Will you transcribe all the entries word for word, skipping the pictures they hold?
+++ EXERCISE INPUTS +++
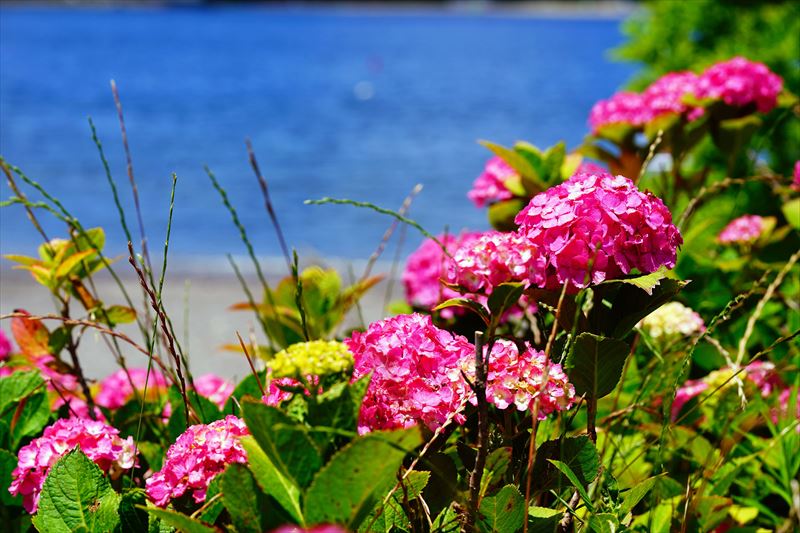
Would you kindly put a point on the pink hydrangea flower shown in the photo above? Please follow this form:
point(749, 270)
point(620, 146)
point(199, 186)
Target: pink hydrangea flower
point(5, 346)
point(494, 258)
point(100, 442)
point(415, 373)
point(622, 108)
point(116, 390)
point(744, 229)
point(490, 186)
point(595, 227)
point(215, 388)
point(666, 94)
point(427, 266)
point(198, 455)
point(739, 82)
point(518, 379)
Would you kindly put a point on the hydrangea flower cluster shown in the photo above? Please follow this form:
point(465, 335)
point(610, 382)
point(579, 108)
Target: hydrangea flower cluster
point(118, 389)
point(215, 388)
point(198, 455)
point(745, 229)
point(100, 442)
point(415, 373)
point(672, 321)
point(490, 186)
point(427, 266)
point(740, 82)
point(494, 258)
point(595, 227)
point(313, 358)
point(518, 379)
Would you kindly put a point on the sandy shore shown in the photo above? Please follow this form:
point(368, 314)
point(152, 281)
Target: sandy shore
point(210, 324)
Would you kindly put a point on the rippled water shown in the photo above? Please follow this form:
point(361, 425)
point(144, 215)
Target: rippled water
point(345, 103)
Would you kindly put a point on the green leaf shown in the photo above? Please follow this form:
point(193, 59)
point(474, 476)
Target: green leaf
point(465, 303)
point(271, 481)
point(573, 478)
point(635, 495)
point(284, 441)
point(181, 522)
point(577, 452)
point(240, 495)
point(502, 513)
point(595, 364)
point(354, 480)
point(504, 297)
point(76, 497)
point(17, 386)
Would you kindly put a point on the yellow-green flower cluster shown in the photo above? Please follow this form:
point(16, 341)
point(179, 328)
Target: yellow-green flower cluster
point(313, 358)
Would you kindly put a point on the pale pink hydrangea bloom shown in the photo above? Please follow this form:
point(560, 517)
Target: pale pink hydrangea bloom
point(116, 390)
point(427, 266)
point(415, 373)
point(622, 108)
point(666, 94)
point(494, 258)
point(5, 346)
point(739, 82)
point(198, 455)
point(744, 229)
point(490, 186)
point(100, 442)
point(215, 388)
point(602, 221)
point(517, 379)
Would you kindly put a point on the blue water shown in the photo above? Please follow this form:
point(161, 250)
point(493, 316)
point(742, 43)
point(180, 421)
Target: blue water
point(343, 103)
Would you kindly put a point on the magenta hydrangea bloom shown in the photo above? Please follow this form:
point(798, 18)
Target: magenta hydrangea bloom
point(666, 94)
point(198, 455)
point(518, 379)
point(5, 346)
point(744, 229)
point(595, 227)
point(740, 82)
point(493, 258)
point(215, 388)
point(415, 373)
point(427, 266)
point(100, 442)
point(622, 108)
point(490, 186)
point(116, 390)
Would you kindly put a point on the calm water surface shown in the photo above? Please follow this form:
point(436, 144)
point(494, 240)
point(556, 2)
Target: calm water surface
point(337, 103)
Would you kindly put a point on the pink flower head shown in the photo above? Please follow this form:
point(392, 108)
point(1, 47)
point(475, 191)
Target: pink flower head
point(667, 93)
point(622, 108)
point(5, 346)
point(490, 186)
point(198, 455)
point(495, 258)
point(427, 266)
point(739, 82)
point(415, 373)
point(215, 388)
point(100, 442)
point(595, 227)
point(745, 229)
point(518, 379)
point(116, 390)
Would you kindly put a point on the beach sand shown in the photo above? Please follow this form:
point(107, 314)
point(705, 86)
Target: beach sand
point(211, 324)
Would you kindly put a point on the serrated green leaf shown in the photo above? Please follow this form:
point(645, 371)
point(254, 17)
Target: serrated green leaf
point(353, 481)
point(594, 365)
point(503, 512)
point(76, 497)
point(271, 481)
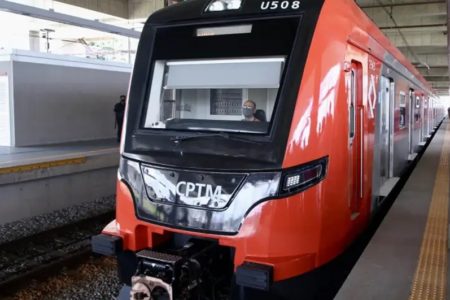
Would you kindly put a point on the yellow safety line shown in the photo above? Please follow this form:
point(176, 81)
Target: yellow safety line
point(430, 279)
point(43, 165)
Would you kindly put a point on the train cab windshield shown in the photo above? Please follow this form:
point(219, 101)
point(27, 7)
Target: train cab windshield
point(226, 95)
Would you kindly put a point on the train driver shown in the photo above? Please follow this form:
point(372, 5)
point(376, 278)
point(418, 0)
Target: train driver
point(248, 110)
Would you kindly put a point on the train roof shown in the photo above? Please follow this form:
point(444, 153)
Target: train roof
point(197, 11)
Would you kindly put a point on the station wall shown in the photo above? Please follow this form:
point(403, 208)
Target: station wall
point(56, 104)
point(58, 100)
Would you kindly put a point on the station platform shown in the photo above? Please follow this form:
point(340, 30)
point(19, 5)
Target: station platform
point(407, 257)
point(40, 180)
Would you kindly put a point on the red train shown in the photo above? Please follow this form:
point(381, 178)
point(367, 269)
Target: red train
point(260, 138)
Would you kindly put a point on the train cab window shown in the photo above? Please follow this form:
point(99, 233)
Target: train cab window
point(214, 94)
point(402, 121)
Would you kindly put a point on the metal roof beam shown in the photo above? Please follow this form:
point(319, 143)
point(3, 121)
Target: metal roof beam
point(53, 16)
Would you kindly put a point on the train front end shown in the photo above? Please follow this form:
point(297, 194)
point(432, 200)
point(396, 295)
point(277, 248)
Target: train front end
point(206, 207)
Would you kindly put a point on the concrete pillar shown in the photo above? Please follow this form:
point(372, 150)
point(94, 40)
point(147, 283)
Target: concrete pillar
point(35, 42)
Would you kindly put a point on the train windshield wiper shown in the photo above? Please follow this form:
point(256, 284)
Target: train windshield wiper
point(224, 135)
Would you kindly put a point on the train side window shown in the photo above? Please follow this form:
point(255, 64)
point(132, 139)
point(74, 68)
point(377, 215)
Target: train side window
point(402, 110)
point(352, 95)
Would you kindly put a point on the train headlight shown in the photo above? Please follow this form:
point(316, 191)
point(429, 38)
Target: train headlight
point(304, 176)
point(222, 5)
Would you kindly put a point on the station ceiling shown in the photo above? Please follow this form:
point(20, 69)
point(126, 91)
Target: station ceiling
point(419, 28)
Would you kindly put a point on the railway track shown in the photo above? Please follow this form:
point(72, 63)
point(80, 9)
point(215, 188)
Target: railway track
point(46, 253)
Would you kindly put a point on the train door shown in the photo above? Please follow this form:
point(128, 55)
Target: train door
point(425, 119)
point(356, 138)
point(411, 121)
point(384, 165)
point(384, 120)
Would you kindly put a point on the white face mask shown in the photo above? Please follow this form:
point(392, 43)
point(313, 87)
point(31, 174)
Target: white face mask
+++
**THE ANSWER:**
Would you kindly put a point on the pink hydrangea flower shown in the photo above? Please follow this form:
point(749, 270)
point(620, 146)
point(199, 186)
Target: pink hydrangea flower
point(5, 346)
point(494, 258)
point(100, 442)
point(415, 373)
point(622, 108)
point(116, 390)
point(744, 229)
point(490, 186)
point(595, 227)
point(215, 388)
point(666, 94)
point(427, 266)
point(198, 455)
point(739, 82)
point(518, 379)
Would you kindly put a point on the hydrangea flower cluster shown in the photo above? Please follow this form:
point(465, 335)
point(610, 382)
point(579, 108)
Target: hydrangea flower cluster
point(118, 389)
point(215, 388)
point(198, 455)
point(745, 229)
point(100, 442)
point(415, 373)
point(672, 321)
point(490, 186)
point(427, 266)
point(740, 82)
point(494, 258)
point(595, 227)
point(313, 358)
point(518, 379)
Would you kindly put a point on the sandy shore shown in the photo above? Please follow this form:
point(368, 314)
point(152, 281)
Target: sandy shore
point(210, 324)
Would you kindly put a point on the rippled water shown in the photo above? Please follow this form:
point(361, 425)
point(144, 215)
Target: rippled water
point(345, 103)
Would you kindly put a point on the green leaf shown in the photo above? Please follow this form:
point(193, 59)
point(474, 476)
Target: green leaf
point(465, 303)
point(271, 481)
point(573, 478)
point(635, 495)
point(284, 441)
point(181, 522)
point(577, 452)
point(240, 495)
point(502, 513)
point(595, 364)
point(354, 480)
point(504, 297)
point(76, 497)
point(17, 386)
Would you kindly put a point on the yellow-green flower cluster shown in the photo above? Please follow this form:
point(16, 341)
point(179, 328)
Target: yellow-green flower cluster
point(313, 358)
Would you kindly put a point on the pale pink hydrangea bloom shown in the photo above? Please follow this form:
point(560, 517)
Target: pale pink hydrangea bloom
point(116, 390)
point(427, 266)
point(415, 373)
point(622, 108)
point(666, 94)
point(494, 258)
point(5, 346)
point(739, 82)
point(198, 455)
point(744, 229)
point(490, 186)
point(100, 442)
point(215, 388)
point(602, 221)
point(517, 379)
Would you kindly put a point on the blue water shown in the photo above? Please follow this form:
point(161, 250)
point(493, 316)
point(742, 43)
point(180, 421)
Target: blue water
point(343, 103)
Would you kindly put a point on the magenta hydrangea bloom shown in the photo above? Please follow this form:
point(798, 18)
Target: magenta hydrangea bloom
point(666, 94)
point(198, 455)
point(518, 379)
point(5, 346)
point(744, 229)
point(595, 227)
point(740, 82)
point(493, 258)
point(215, 388)
point(415, 373)
point(427, 266)
point(100, 442)
point(622, 108)
point(490, 186)
point(116, 390)
Would you kindly put a point on the calm water surface shown in the photo above? Please follow this form:
point(436, 144)
point(494, 240)
point(556, 2)
Target: calm water surface
point(337, 103)
Would you kindly put a point on the pink flower head shown in the photo above? Please follow this form:
point(392, 108)
point(1, 47)
point(475, 191)
Target: pink flower head
point(667, 93)
point(622, 108)
point(5, 346)
point(490, 186)
point(198, 455)
point(495, 258)
point(427, 266)
point(739, 82)
point(415, 373)
point(215, 388)
point(100, 442)
point(595, 227)
point(745, 229)
point(518, 379)
point(116, 390)
Would you kindly put a point on the beach sand shown in the photo above? Please follow this form:
point(107, 314)
point(705, 86)
Target: beach sand
point(211, 324)
Would you kindly put a point on the serrated green leaf shown in the photo above? Please follow this form:
point(645, 371)
point(254, 17)
Target: serrated green leaf
point(353, 481)
point(594, 365)
point(503, 512)
point(76, 497)
point(271, 481)
Would you kindly put a point on the yellow safety line shown in the photo above? Please follow this form:
point(176, 81)
Target: yellow safety line
point(430, 279)
point(43, 165)
Would you kindly put a point on the train cab windshield shown in the photo above? Please follow this form:
point(219, 101)
point(27, 7)
Target: train cab windshield
point(226, 95)
Would you kindly put a point on the train driver shown in the photo above? Please follow this form:
point(372, 5)
point(376, 278)
point(418, 0)
Target: train driver
point(248, 110)
Would you kindly put a point on the train roof shown in the photo above? Please follow this form:
point(444, 153)
Target: train roof
point(197, 11)
Would you kindly put a point on the station wall shown in the photo above? Please follow this form:
point(403, 208)
Target: station wall
point(56, 104)
point(58, 100)
Would you kindly put a point on the station platform shown in the photo above? Please follow this form:
point(340, 30)
point(19, 5)
Target: station platform
point(407, 257)
point(40, 180)
Would you kindly put a point on the red train shown in the photo above? Please follow this form:
point(381, 178)
point(367, 269)
Target: red train
point(260, 138)
Would you kindly put a point on the train cab window shown in the photo above? Please follow this form:
point(99, 233)
Target: train cab window
point(214, 94)
point(402, 121)
Would you kindly put a point on the metal roof beam shown in the photo above? Please follow this form:
point(319, 143)
point(3, 121)
Target: metal roof beam
point(53, 16)
Would you kindly put a point on the train front end shown in the photo above? Please follow this form:
point(297, 194)
point(432, 200)
point(396, 295)
point(277, 248)
Target: train front end
point(206, 207)
Would you kindly put a point on the concrete pillar shown in the photo above? Please follow this form:
point(372, 150)
point(94, 40)
point(147, 283)
Target: concrete pillar
point(35, 42)
Would you kindly put a point on the train windshield wiper shown in the photo above? Please follow this form:
point(256, 284)
Target: train windshield wiper
point(224, 135)
Would you kindly put a point on the train side window shown in the photo above? Please follow this form:
point(255, 64)
point(132, 139)
point(74, 68)
point(377, 215)
Target: train side window
point(402, 110)
point(352, 95)
Would you kindly put a point on the train headlight shown in the photo above? Please follow this form:
point(316, 191)
point(429, 38)
Target: train headlight
point(304, 176)
point(222, 5)
Would you kindly put a point on the station ceiling shown in the photo above? Please follow this form:
point(20, 69)
point(126, 91)
Target: station ceiling
point(419, 28)
Would you kindly put a point on the railway track shown in the photo above? Please follow this form:
point(72, 63)
point(80, 9)
point(215, 188)
Target: railway track
point(46, 253)
Would you kindly put a point on the train door shown in the photo above? Please follow this form:
point(128, 55)
Target: train door
point(425, 119)
point(356, 138)
point(411, 121)
point(384, 165)
point(384, 120)
Would you kindly put a point on the white face mask shown in the photo above? Please follow this form:
point(392, 43)
point(313, 87)
point(31, 174)
Target: white face mask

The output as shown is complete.